_Given passage_.
━━━

At an industry conference in 2018, our volunteer Rob Lovelock was introduced to a company called John Snow Labs, which specialized in developing healthcare AI and LLM models. At the time there was no immediate project suitable for White Swan and John Snow Labs to work on together, but Rob was impressed with their work and was optimistic that an opportunity would arise.

Fast forward a couple of years to White Swan beginning to build the Million Minds app, and Rob advised me that John Snow Labs may be able to assist with one of the key parts of the project.

I set up a call with the CTO of John Snow Labs, David Talby, who recognized the potential synergy between the companies and kindly set up a complimentary trial of their Named Entity Recognition (NER) models to see whether they could be of help. An innovative AI Healthcare company, John Snow Labs work with major healthcare companies who use their NER models to pull keywords from the free-form text, something which could really speed up the development of the Million Minds product.

One of the key elements of the Million Minds app is the ability to draw out pertinent terms from a patient’s free-form text description of their symptoms. The inclusion of free-form text in this area is important. For a patient, it enables them to list every single symptom, no matter how small, and for the app, as it enables us to build a broader view of symptoms that may have not previously been shared with a doctor. Many symptom tracking apps use dropdowns and pre-determined lists to ask patients about their symptoms, but we feel initially offering patients the opportunity to describe how they feel in their own words may give us clues to a diagnosis that has been missed before. We’ll then use a chatbot to intelligently draw out additional information which will assist the AI in narrowing down to a list of possible diagnoses.

━━━

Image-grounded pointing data
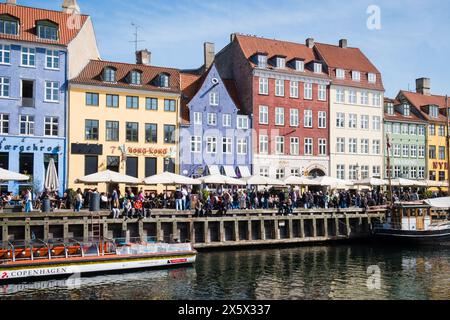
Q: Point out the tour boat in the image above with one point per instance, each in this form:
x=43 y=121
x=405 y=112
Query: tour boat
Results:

━━━

Repeat the part of the passage about the Million Minds app from "Fast forward a" up to and including "Million Minds product.".

_Expected output_.
Fast forward a couple of years to White Swan beginning to build the Million Minds app, and Rob advised me that John Snow Labs may be able to assist with one of the key parts of the project.

I set up a call with the CTO of John Snow Labs, David Talby, who recognized the potential synergy between the companies and kindly set up a complimentary trial of their Named Entity Recognition (NER) models to see whether they could be of help. An innovative AI Healthcare company, John Snow Labs work with major healthcare companies who use their NER models to pull keywords from the free-form text, something which could really speed up the development of the Million Minds product.